● Dataset records
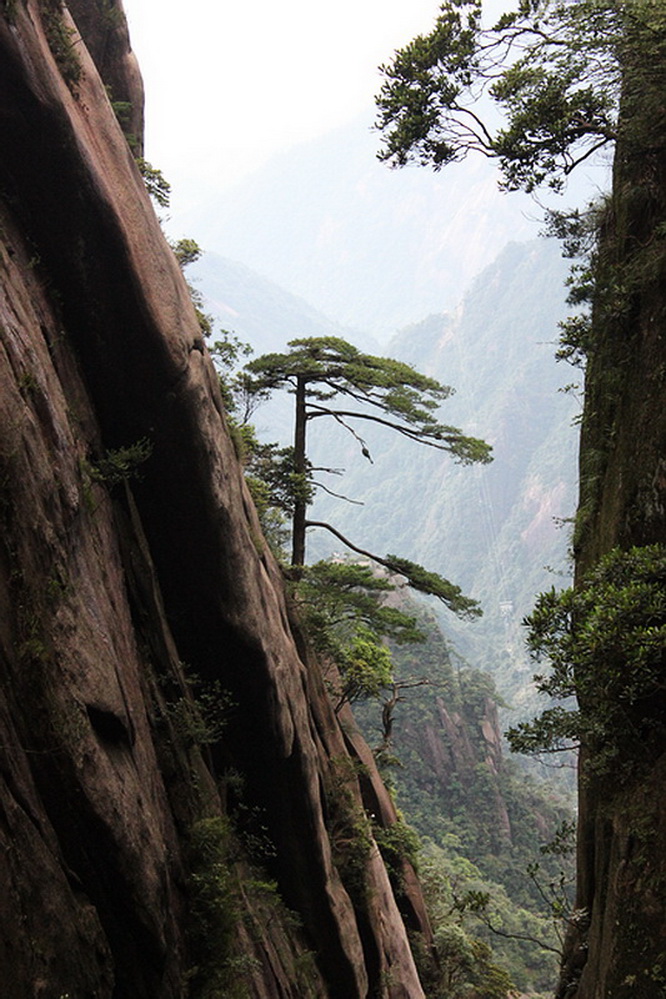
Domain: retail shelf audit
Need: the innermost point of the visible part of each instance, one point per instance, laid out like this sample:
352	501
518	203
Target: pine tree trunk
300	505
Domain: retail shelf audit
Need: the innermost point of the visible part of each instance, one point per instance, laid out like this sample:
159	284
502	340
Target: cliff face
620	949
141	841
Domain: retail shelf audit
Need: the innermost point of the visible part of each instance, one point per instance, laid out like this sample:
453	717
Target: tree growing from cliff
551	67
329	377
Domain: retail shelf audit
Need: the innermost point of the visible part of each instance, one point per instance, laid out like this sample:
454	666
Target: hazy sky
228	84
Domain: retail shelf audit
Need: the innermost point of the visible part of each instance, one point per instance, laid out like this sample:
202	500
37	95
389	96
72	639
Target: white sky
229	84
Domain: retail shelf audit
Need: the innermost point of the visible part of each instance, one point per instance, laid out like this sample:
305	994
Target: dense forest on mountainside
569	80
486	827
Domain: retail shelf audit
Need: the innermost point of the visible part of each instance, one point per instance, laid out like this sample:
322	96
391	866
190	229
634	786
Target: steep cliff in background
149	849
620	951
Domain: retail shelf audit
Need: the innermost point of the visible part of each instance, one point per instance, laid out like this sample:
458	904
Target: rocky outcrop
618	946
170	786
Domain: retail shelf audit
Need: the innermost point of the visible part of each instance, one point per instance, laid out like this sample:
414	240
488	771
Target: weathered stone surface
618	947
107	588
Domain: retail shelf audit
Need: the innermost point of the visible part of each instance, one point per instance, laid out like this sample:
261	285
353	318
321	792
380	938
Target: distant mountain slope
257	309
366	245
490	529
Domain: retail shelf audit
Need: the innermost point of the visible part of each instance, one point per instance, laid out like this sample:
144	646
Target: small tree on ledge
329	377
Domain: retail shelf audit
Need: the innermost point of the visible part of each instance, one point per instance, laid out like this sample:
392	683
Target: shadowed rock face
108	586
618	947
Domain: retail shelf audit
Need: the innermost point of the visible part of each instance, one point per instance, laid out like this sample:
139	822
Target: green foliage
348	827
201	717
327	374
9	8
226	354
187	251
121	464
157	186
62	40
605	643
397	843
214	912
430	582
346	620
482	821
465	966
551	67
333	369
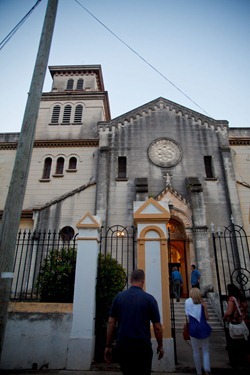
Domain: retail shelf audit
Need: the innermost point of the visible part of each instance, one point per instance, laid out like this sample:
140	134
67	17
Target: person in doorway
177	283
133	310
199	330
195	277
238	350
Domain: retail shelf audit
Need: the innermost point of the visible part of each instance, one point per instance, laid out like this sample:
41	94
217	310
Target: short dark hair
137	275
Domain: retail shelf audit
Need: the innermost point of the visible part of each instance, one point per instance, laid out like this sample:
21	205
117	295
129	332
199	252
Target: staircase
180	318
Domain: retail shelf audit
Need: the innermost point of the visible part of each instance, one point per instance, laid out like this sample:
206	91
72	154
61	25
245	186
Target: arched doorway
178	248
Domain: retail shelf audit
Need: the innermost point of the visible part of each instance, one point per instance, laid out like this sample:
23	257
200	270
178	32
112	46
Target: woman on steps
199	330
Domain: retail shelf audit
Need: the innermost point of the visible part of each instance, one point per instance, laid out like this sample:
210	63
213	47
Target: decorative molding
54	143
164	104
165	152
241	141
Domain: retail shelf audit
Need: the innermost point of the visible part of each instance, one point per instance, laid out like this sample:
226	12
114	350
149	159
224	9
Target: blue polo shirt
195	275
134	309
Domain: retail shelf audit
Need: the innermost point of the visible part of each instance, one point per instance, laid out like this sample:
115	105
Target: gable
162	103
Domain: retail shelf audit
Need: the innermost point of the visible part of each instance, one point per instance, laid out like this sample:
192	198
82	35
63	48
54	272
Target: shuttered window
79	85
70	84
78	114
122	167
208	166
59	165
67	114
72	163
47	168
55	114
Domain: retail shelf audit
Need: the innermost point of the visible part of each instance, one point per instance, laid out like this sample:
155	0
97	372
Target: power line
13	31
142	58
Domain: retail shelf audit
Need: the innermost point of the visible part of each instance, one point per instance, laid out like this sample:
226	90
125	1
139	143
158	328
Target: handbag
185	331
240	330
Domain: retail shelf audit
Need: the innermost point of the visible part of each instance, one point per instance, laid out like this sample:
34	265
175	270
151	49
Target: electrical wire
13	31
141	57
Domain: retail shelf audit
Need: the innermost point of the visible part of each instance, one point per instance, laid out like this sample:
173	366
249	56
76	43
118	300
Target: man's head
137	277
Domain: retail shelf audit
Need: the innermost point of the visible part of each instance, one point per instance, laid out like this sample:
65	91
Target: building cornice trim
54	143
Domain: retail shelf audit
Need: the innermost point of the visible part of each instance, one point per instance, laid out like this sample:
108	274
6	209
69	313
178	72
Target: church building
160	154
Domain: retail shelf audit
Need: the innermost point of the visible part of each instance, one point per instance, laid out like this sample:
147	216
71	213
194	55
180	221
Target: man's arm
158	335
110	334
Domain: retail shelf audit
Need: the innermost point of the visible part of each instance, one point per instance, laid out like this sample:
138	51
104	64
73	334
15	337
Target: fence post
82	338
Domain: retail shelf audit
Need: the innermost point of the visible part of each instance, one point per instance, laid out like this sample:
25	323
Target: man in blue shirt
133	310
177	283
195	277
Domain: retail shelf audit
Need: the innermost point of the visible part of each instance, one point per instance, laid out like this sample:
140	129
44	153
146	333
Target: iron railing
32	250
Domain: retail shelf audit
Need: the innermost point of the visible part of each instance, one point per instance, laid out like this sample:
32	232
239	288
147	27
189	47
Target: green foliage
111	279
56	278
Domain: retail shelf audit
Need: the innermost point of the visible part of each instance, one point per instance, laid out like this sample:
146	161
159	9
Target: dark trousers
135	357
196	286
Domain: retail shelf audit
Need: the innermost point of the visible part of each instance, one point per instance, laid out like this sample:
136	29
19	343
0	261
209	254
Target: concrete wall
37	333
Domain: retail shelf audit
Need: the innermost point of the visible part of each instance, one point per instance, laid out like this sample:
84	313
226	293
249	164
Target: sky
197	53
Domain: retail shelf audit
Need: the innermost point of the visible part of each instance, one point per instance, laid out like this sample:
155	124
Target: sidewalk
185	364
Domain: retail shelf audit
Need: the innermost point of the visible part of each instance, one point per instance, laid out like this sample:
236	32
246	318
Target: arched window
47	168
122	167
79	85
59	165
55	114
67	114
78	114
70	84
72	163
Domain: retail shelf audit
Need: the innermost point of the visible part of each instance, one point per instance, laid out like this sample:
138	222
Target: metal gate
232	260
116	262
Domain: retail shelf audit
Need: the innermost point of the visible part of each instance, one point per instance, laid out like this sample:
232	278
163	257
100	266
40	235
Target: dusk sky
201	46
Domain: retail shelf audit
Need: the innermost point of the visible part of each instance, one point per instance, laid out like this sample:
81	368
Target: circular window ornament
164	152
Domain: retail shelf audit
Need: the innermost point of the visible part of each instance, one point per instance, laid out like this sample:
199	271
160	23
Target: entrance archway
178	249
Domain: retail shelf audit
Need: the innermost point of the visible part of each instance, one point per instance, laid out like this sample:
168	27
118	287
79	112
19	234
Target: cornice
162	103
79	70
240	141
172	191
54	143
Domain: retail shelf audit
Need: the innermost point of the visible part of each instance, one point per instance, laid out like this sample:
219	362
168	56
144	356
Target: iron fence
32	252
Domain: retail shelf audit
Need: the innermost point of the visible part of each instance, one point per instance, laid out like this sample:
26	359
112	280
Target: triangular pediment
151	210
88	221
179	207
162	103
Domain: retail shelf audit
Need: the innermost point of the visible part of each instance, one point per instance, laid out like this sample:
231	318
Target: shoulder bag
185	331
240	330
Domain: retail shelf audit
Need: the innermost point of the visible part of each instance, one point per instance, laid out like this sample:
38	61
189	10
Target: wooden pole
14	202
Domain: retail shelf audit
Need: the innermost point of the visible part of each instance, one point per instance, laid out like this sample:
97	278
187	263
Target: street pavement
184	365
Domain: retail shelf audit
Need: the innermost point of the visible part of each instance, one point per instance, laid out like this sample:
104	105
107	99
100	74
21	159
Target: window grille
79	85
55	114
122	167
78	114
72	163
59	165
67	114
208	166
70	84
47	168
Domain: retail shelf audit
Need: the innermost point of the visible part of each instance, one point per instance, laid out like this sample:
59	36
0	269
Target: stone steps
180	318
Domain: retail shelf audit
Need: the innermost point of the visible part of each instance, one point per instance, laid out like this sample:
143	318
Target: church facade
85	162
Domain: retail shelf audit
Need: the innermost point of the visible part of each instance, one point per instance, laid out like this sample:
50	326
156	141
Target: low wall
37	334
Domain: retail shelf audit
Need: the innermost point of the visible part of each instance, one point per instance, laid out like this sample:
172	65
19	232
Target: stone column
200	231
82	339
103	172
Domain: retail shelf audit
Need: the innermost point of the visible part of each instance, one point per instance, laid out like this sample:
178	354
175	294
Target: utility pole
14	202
* * *
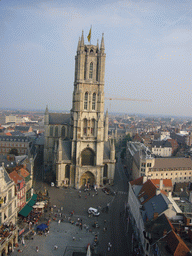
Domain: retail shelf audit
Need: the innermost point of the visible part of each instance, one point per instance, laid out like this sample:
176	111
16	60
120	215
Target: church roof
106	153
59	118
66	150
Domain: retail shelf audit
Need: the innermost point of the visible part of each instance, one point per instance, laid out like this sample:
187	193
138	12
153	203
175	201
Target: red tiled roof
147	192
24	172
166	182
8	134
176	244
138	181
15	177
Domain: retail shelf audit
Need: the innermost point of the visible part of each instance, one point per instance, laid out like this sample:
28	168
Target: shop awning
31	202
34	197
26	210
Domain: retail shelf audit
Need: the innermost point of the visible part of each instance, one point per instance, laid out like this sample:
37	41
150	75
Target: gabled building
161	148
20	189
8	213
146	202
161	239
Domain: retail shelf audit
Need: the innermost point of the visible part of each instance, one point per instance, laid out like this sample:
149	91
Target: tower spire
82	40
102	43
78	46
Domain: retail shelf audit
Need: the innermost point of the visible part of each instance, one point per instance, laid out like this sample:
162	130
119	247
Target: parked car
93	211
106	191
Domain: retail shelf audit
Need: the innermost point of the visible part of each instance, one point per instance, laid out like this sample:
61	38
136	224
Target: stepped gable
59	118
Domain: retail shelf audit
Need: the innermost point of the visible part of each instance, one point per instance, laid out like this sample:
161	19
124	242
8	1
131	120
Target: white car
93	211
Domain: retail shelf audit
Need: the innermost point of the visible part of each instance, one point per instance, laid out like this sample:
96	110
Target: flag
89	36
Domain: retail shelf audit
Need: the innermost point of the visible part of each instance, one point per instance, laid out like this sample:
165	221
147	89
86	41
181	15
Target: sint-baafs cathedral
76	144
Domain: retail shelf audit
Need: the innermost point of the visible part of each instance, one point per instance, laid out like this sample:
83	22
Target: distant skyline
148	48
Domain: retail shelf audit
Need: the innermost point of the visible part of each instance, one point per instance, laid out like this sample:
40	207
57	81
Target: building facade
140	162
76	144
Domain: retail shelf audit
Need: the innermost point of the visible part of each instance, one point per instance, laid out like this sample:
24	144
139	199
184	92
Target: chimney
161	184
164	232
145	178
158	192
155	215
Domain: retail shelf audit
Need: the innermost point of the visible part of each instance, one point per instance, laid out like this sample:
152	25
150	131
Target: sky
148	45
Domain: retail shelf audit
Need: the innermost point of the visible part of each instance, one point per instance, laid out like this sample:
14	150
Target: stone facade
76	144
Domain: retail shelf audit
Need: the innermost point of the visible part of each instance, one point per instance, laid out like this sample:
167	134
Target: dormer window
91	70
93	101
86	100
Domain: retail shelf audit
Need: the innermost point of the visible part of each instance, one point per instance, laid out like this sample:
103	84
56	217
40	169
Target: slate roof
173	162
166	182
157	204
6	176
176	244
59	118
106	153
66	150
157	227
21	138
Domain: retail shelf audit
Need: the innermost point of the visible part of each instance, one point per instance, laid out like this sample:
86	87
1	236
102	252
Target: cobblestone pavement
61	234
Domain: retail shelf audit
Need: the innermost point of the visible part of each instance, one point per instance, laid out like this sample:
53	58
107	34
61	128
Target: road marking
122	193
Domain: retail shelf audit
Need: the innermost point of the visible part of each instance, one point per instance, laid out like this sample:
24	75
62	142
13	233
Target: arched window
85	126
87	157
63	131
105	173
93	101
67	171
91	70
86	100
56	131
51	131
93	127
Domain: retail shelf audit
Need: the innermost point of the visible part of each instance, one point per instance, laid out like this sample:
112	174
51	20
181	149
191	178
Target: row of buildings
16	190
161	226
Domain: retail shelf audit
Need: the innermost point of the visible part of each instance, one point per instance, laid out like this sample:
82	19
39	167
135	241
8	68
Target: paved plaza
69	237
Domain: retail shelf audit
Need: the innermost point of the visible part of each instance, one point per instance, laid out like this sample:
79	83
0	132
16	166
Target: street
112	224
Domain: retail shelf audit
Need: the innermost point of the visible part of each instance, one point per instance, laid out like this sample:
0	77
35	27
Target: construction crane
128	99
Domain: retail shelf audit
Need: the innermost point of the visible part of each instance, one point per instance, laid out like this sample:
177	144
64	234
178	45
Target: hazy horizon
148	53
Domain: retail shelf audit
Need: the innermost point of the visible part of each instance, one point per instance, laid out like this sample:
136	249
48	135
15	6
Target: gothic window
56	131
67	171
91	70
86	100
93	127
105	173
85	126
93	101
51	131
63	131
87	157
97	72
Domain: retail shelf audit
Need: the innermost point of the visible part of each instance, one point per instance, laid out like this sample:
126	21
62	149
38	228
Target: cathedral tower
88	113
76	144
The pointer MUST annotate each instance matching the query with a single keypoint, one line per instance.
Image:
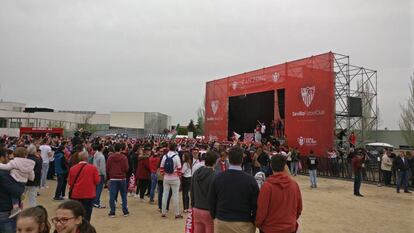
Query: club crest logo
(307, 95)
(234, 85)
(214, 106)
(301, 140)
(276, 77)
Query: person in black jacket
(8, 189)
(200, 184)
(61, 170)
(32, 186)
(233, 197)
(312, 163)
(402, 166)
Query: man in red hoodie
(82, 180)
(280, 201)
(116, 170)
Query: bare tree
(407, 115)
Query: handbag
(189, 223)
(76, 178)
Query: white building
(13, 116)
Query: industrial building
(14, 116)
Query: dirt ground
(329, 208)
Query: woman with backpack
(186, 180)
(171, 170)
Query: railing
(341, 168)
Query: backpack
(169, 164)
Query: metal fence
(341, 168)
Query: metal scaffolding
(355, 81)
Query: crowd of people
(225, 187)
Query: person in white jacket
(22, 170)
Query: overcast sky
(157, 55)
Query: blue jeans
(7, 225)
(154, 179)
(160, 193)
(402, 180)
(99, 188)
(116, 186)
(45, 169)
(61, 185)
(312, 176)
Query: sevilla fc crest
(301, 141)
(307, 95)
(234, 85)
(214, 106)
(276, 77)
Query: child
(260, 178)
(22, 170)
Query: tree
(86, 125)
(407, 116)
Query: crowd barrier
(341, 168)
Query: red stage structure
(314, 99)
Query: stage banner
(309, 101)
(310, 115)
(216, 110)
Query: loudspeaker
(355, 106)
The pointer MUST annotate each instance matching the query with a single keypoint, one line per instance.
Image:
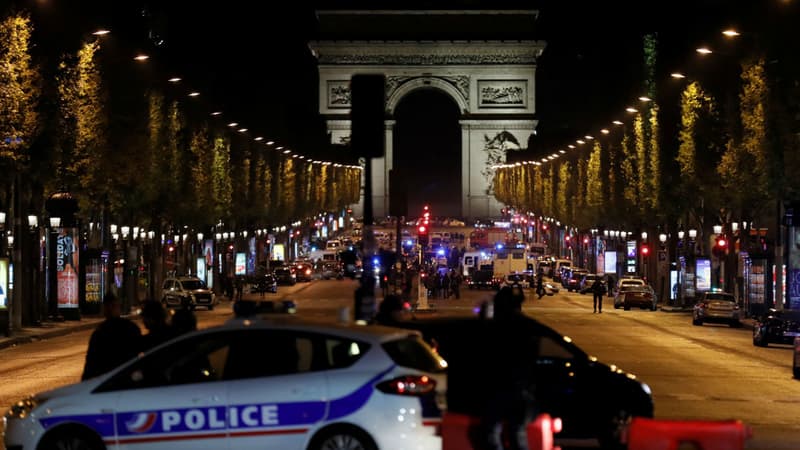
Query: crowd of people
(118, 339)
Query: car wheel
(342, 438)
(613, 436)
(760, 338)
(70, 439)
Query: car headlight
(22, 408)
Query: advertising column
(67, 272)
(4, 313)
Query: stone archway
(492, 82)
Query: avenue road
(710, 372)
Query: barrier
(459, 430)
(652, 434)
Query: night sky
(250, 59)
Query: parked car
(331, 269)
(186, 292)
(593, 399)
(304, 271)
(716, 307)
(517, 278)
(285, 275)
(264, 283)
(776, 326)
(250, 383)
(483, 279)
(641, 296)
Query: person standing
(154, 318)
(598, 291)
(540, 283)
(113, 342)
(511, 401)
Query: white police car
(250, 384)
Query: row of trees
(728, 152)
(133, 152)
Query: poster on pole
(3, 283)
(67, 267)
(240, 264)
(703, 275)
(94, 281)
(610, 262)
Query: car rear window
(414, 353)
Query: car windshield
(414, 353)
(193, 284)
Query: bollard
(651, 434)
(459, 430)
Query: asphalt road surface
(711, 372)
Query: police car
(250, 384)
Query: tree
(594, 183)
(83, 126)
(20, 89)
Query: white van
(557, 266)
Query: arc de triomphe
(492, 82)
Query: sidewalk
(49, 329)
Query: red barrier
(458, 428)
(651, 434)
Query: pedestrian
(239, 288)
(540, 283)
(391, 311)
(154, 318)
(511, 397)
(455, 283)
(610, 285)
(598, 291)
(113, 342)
--
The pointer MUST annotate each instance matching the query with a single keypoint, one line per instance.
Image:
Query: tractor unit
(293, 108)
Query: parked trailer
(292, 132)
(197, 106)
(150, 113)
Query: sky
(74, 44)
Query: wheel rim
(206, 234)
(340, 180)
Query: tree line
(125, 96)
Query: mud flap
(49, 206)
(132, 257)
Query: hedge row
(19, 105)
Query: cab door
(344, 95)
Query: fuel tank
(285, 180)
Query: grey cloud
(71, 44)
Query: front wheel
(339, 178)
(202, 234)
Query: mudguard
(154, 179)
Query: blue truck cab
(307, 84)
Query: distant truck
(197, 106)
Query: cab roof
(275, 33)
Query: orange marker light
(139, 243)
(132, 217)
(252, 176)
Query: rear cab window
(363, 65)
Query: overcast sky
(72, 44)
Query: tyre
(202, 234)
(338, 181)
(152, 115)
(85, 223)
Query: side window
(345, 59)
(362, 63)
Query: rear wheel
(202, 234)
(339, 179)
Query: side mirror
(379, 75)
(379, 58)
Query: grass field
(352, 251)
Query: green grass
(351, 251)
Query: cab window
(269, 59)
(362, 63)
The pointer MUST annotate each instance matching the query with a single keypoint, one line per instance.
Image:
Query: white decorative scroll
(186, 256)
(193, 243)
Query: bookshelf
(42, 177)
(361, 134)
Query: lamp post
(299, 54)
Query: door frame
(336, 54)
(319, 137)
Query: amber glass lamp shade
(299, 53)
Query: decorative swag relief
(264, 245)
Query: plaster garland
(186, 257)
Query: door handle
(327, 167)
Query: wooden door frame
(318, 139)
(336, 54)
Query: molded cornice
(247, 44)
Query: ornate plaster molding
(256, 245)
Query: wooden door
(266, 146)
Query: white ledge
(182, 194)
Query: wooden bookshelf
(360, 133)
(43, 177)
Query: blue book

● Assignment
Looking at the records above, return exactly the lines from the line with "Query: bookshelf" to the line with "Query: blue book", both ends included.

● Result
Query: bookshelf
(42, 177)
(361, 134)
Query: lamp post
(299, 54)
Query: door frame
(336, 54)
(319, 137)
Query: amber glass lamp shade
(299, 53)
Query: decorative swag relief
(264, 245)
Query: plaster garland
(186, 257)
Query: door handle
(327, 167)
Query: wooden door frame
(318, 139)
(336, 54)
Query: molded cornice
(247, 44)
Query: ornate plaster molding
(256, 245)
Query: wooden door
(266, 146)
Query: white ledge
(182, 194)
Query: wooden bookshelf
(360, 133)
(43, 177)
Query: blue book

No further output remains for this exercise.